━━ RECORDED INFORMATION
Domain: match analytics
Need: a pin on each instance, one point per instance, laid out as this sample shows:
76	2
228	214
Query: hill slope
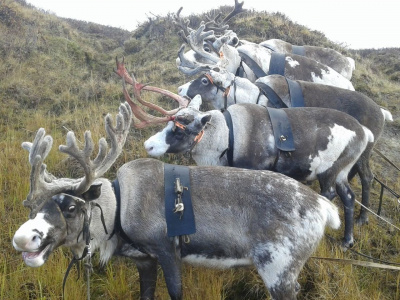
57	73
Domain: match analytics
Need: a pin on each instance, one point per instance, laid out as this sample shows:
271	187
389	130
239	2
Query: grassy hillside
57	74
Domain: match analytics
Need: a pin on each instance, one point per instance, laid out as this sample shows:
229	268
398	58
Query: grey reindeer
212	43
243	217
221	88
328	142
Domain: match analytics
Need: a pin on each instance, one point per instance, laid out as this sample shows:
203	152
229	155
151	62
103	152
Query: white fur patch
183	89
156	144
333	78
281	258
218	263
293	63
338	140
25	239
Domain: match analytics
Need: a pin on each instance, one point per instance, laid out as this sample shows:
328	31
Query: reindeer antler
189	67
145	118
43	185
96	168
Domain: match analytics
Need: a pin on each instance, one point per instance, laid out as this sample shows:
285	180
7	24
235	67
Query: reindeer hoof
347	244
362	220
297	288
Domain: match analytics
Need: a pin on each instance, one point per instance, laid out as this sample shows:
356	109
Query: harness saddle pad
273	97
252	65
296	93
277	64
178	223
299	50
282	129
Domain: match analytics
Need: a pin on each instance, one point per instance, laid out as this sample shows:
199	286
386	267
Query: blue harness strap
282	129
277	64
252	65
178	222
296	93
299	50
229	151
273	97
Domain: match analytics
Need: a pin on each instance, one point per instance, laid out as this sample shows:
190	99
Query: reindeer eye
204	81
179	134
72	208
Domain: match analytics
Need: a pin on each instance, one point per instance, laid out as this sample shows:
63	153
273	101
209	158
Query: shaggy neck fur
99	238
215	141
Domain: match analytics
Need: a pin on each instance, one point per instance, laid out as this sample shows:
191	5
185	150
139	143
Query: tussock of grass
57	74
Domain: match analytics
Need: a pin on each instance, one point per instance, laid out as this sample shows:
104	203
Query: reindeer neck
214	142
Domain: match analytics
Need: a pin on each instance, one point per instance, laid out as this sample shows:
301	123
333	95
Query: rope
387	159
358	263
375	214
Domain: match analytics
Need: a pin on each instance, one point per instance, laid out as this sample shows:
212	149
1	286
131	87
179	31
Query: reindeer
221	89
328	143
344	65
251	60
273	222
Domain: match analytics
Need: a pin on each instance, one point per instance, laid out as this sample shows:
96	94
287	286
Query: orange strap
209	78
198	137
181	126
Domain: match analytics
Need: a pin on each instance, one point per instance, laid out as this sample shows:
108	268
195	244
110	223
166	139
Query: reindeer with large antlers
327	65
273	222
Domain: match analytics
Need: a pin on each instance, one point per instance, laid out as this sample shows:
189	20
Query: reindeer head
60	206
206	42
182	134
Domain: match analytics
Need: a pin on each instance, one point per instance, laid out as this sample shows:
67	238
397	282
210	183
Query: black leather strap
296	93
252	65
272	96
299	50
282	129
277	64
178	223
229	152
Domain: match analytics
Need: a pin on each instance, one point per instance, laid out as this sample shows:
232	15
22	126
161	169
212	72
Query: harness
87	250
198	135
178	206
299	50
295	93
229	150
225	91
179	213
282	129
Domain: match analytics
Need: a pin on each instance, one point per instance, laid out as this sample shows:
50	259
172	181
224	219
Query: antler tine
145	118
236	10
189	68
196	41
105	158
43	185
182	23
137	87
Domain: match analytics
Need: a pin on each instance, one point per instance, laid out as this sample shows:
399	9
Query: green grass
61	79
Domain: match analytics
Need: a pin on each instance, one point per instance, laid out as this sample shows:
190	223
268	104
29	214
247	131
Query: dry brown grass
63	81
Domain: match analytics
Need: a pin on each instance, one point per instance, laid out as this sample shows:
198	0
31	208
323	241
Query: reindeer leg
171	266
147	269
366	177
347	197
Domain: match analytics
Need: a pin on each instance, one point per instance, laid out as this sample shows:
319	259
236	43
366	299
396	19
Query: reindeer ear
205	119
195	102
93	192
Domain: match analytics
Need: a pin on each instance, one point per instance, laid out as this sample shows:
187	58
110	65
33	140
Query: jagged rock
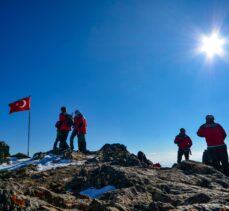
117	154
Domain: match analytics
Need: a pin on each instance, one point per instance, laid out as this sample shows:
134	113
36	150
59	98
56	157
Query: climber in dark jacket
215	135
184	143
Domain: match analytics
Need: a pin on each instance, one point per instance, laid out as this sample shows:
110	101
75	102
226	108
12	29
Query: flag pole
28	134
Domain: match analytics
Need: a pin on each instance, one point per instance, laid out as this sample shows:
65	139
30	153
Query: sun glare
212	45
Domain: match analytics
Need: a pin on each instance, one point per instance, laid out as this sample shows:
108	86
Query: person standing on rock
184	143
80	129
65	126
215	135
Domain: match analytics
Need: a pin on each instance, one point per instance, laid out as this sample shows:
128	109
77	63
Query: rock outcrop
187	186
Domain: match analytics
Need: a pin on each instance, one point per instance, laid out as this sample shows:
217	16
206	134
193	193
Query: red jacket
80	124
214	134
62	119
184	142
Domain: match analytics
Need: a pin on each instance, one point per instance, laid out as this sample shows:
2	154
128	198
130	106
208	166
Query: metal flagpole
28	134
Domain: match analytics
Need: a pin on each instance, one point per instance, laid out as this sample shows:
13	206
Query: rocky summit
110	179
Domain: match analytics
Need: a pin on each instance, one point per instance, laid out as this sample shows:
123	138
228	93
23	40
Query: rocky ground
188	186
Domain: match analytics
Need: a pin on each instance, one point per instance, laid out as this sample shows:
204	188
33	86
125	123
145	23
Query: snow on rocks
95	193
49	161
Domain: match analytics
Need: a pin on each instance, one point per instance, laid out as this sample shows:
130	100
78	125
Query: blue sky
129	66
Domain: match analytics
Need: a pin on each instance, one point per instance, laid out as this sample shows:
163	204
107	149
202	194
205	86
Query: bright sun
212	45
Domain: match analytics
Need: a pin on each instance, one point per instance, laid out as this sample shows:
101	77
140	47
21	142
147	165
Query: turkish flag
20	105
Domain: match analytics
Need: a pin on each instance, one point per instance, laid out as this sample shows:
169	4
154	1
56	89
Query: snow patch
48	162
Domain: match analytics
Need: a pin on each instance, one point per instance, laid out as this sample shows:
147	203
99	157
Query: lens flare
212	45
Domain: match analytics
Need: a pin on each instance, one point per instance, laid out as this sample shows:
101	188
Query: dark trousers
182	152
57	140
81	141
219	156
63	138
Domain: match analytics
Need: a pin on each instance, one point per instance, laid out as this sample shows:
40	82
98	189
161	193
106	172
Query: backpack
69	120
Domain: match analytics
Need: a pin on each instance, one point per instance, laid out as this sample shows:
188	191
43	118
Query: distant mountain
110	179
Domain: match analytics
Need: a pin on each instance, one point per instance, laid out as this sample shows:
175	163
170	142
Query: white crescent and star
23	105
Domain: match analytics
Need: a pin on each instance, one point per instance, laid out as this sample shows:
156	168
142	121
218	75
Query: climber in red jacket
184	143
64	126
80	129
215	135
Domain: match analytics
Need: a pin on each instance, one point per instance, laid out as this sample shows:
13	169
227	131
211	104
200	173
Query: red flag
20	105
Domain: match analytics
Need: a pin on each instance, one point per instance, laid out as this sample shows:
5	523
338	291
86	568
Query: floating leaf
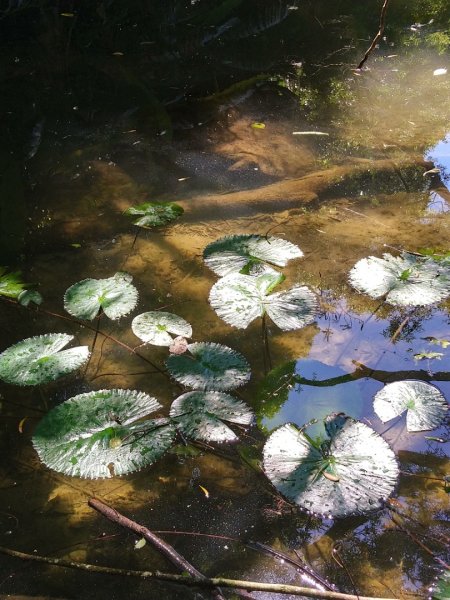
239	299
102	434
234	253
155	214
40	359
209	366
361	467
155	327
405	280
116	296
425	405
203	415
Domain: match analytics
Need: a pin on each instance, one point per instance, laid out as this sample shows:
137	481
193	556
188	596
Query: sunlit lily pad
209	366
102	434
236	253
204	415
352	471
425	405
40	359
116	296
239	299
405	280
158	328
154	214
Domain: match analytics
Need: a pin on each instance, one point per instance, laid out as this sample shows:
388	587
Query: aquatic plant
405	280
351	471
102	434
154	214
209	366
115	296
424	404
156	327
204	415
248	254
40	359
240	299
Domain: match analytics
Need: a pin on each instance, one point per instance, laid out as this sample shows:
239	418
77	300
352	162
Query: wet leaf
251	252
204	415
158	327
240	299
40	359
154	214
116	296
425	405
209	366
353	471
405	280
102	434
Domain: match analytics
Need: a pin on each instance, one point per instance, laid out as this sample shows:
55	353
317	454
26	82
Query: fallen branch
213	582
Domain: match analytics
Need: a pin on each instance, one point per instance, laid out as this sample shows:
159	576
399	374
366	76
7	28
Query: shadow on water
254	120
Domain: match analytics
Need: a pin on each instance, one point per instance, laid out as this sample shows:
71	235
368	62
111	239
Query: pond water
254	120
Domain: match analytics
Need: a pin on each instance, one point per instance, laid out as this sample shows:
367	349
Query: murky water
363	187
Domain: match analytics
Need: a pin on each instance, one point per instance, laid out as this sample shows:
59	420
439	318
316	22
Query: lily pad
40	359
156	327
116	296
425	405
101	434
405	280
351	471
154	214
204	415
239	299
209	366
235	253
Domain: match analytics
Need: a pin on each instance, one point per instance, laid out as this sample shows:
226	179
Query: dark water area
253	118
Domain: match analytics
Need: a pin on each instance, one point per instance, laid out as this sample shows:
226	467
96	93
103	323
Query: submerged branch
213	582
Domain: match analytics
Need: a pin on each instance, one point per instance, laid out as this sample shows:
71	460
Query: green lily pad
425	405
40	359
157	327
235	253
101	434
405	280
204	415
239	299
154	214
209	366
351	471
116	296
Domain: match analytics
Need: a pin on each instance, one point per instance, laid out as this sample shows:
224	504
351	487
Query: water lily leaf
204	415
116	296
40	359
101	434
209	366
231	254
156	327
350	472
425	405
155	214
405	280
239	299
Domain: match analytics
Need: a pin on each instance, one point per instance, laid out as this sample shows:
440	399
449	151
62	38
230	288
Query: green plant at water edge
154	214
40	359
157	327
102	434
425	405
351	471
115	296
248	254
405	280
240	299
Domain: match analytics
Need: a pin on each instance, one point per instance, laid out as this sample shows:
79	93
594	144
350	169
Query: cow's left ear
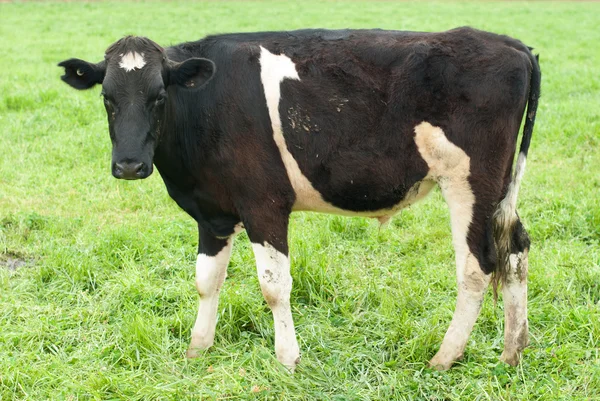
81	74
192	73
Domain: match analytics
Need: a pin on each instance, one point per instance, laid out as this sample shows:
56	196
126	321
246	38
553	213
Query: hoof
443	362
192	353
290	361
196	348
511	358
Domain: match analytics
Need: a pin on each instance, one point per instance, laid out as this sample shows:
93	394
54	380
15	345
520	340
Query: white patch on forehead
132	61
275	69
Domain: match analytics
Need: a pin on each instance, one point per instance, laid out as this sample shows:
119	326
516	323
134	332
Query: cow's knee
514	292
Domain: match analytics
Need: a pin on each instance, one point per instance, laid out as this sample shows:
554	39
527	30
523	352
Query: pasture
97	294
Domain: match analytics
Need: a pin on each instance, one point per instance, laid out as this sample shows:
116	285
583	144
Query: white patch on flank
449	165
131	61
274	70
273	269
210	275
514	292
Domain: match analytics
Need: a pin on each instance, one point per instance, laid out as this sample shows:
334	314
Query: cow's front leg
269	243
211	270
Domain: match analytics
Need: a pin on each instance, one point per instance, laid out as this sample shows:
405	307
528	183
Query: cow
247	128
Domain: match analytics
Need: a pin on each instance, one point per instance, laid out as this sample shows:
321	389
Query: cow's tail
505	218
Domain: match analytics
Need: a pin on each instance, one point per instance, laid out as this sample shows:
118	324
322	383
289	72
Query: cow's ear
192	73
81	74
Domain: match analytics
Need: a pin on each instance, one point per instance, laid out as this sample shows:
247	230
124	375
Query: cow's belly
309	199
377	186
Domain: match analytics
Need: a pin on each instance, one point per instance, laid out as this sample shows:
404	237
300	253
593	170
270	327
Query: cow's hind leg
513	274
211	270
470	216
471	276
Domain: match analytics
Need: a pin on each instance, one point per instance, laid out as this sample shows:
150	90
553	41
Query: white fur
132	61
276	284
514	292
210	275
449	165
274	70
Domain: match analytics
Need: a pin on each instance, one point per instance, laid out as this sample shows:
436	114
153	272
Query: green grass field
97	294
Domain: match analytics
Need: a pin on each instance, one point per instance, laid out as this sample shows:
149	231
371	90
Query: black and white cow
247	128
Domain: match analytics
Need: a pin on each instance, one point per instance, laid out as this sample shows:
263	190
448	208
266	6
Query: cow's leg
269	243
470	216
514	292
471	279
211	270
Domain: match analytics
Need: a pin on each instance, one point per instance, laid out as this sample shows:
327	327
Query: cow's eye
160	99
106	100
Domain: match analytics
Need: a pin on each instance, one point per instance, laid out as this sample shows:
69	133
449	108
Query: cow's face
135	75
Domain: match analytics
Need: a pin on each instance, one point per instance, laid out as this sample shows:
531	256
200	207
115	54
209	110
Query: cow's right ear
81	74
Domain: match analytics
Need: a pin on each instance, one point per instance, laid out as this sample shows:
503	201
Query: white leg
450	166
514	293
276	284
210	275
472	283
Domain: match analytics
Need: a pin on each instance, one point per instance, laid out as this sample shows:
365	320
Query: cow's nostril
138	168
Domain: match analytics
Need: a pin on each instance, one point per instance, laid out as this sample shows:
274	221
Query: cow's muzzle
131	170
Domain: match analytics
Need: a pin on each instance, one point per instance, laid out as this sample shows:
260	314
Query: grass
103	304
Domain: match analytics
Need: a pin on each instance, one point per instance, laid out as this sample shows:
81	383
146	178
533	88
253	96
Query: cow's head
135	75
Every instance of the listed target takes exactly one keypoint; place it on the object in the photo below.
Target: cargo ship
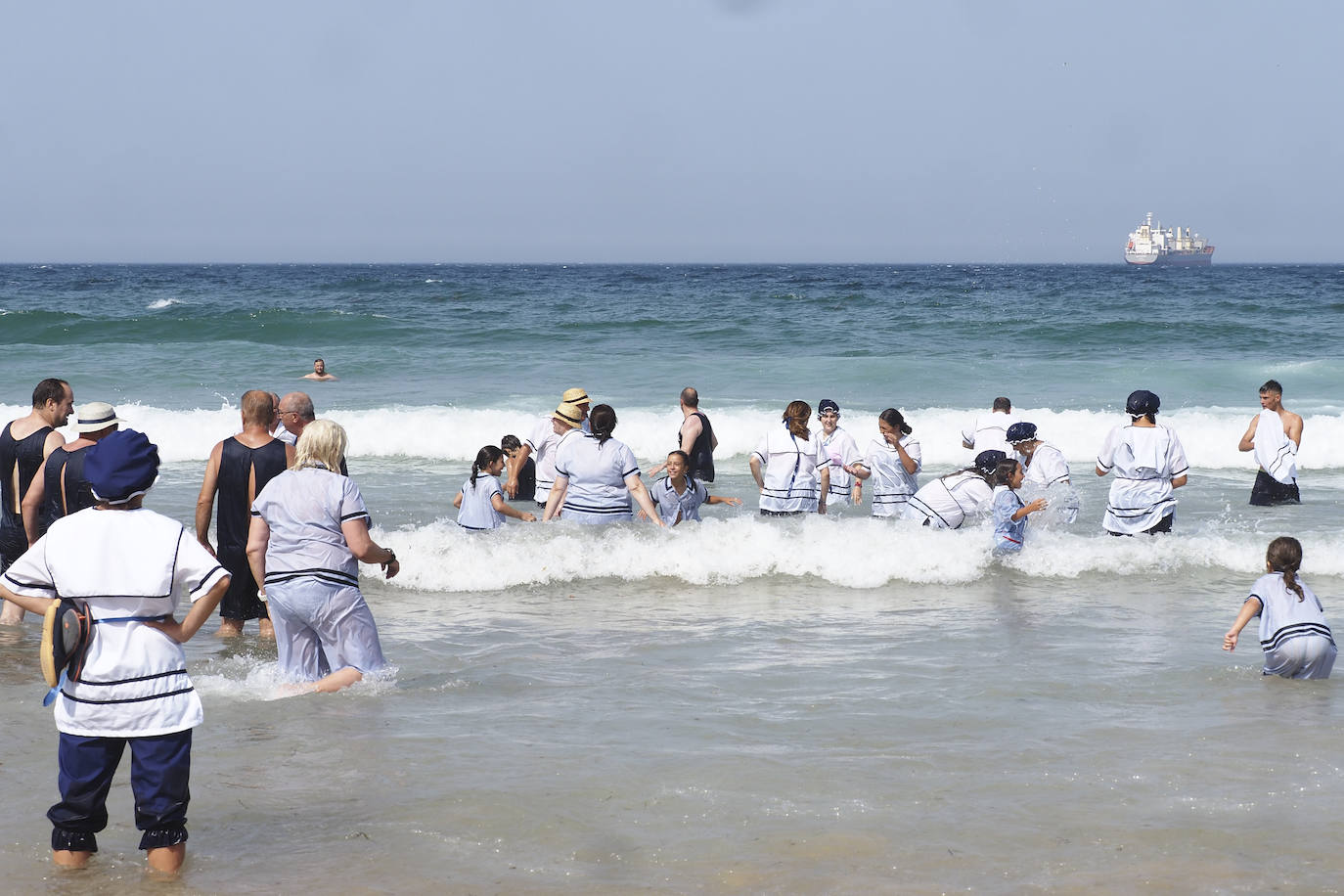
(1156, 246)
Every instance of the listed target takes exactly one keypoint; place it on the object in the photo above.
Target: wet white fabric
(1275, 452)
(1142, 461)
(890, 485)
(1294, 636)
(122, 563)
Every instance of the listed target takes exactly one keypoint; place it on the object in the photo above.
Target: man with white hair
(62, 488)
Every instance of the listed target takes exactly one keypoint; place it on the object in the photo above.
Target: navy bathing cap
(988, 461)
(121, 467)
(1142, 402)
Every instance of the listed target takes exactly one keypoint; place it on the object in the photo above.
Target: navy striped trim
(208, 575)
(124, 681)
(1297, 630)
(154, 696)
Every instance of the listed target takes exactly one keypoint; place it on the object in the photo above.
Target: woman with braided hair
(597, 478)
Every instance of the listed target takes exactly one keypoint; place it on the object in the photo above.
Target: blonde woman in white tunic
(1149, 464)
(893, 463)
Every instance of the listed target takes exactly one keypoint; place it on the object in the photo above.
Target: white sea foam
(1210, 435)
(848, 554)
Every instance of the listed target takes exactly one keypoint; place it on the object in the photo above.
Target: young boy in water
(125, 565)
(679, 497)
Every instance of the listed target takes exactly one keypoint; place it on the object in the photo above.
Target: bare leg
(165, 860)
(337, 680)
(70, 859)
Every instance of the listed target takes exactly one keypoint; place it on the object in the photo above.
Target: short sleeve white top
(791, 471)
(122, 564)
(891, 486)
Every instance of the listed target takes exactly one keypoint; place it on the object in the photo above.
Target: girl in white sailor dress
(893, 463)
(791, 470)
(480, 501)
(1293, 632)
(597, 477)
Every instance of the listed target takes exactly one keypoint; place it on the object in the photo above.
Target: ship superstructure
(1150, 245)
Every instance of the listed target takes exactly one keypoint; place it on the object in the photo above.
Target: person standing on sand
(695, 438)
(1149, 464)
(309, 531)
(238, 469)
(24, 446)
(320, 373)
(126, 565)
(1275, 434)
(989, 431)
(62, 488)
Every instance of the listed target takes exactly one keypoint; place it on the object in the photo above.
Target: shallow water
(822, 705)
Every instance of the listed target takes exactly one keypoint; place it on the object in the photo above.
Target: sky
(685, 130)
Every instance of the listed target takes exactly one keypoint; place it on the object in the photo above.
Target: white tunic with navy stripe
(841, 449)
(477, 511)
(122, 563)
(1048, 465)
(891, 486)
(1143, 461)
(790, 469)
(1294, 636)
(305, 510)
(596, 474)
(948, 501)
(545, 443)
(672, 503)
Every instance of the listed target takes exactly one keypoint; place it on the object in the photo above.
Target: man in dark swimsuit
(238, 469)
(24, 446)
(62, 488)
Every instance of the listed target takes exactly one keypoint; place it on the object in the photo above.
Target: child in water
(1008, 510)
(480, 501)
(1296, 640)
(679, 497)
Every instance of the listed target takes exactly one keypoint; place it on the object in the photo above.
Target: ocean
(809, 705)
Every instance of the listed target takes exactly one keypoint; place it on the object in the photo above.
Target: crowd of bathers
(78, 547)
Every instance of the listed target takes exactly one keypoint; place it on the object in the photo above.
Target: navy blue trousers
(158, 770)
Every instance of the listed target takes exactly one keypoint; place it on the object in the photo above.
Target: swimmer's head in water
(988, 461)
(1142, 402)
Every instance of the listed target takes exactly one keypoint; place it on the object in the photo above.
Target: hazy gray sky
(678, 130)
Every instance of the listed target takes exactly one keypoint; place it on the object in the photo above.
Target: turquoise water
(789, 705)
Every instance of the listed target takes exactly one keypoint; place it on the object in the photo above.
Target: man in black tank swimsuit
(238, 469)
(62, 488)
(24, 446)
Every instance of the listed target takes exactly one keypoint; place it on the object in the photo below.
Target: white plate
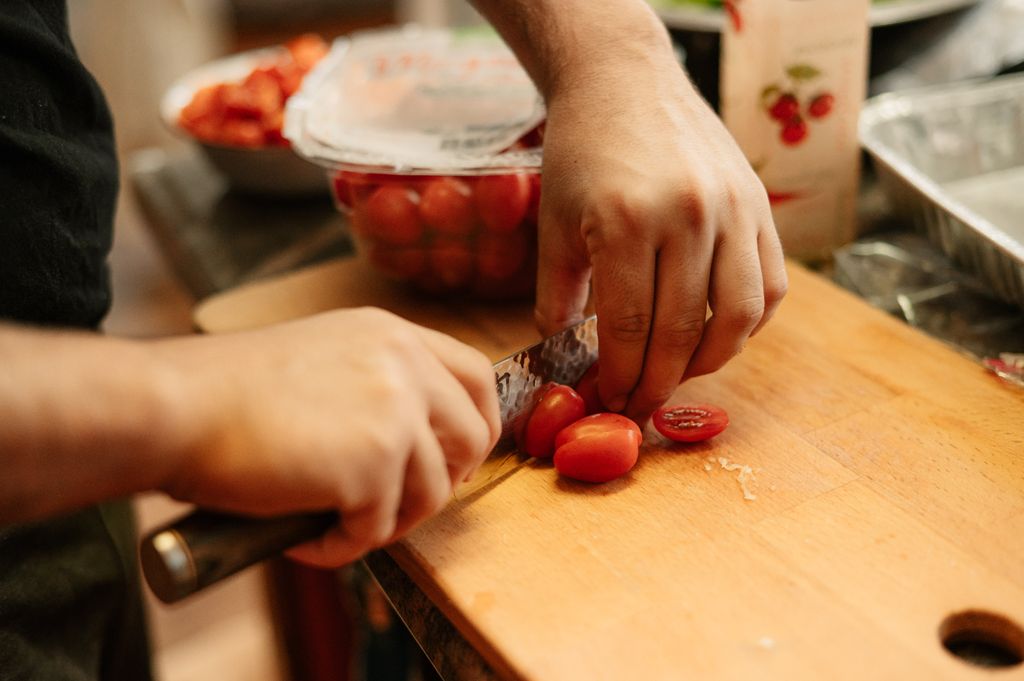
(885, 12)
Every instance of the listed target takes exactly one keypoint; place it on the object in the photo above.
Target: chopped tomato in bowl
(235, 110)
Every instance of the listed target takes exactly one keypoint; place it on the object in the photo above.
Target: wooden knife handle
(204, 547)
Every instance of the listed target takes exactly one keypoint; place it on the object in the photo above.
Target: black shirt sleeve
(58, 175)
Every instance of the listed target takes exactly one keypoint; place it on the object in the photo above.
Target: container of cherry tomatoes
(446, 233)
(432, 143)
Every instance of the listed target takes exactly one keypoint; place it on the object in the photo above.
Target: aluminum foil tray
(950, 159)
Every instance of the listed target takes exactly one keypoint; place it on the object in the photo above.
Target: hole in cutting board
(983, 639)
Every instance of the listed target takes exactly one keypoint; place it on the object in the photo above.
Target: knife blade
(204, 547)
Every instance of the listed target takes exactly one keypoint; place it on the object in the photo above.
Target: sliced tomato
(598, 448)
(446, 206)
(690, 423)
(503, 200)
(557, 408)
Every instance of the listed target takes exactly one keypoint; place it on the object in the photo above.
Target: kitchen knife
(204, 547)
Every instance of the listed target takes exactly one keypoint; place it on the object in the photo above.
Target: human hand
(357, 411)
(647, 198)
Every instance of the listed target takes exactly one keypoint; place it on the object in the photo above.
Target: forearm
(561, 41)
(83, 419)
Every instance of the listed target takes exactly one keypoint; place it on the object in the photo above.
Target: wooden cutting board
(889, 496)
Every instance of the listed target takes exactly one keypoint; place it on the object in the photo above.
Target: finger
(358, 531)
(772, 271)
(680, 309)
(471, 392)
(428, 483)
(736, 296)
(624, 298)
(562, 278)
(366, 522)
━━━━
→ **TASK PROMPT**: Show every line of the records that contains the word "hair".

→ **EXERCISE SOLUTION**:
Target: man with white hair
Target: woman with braided hair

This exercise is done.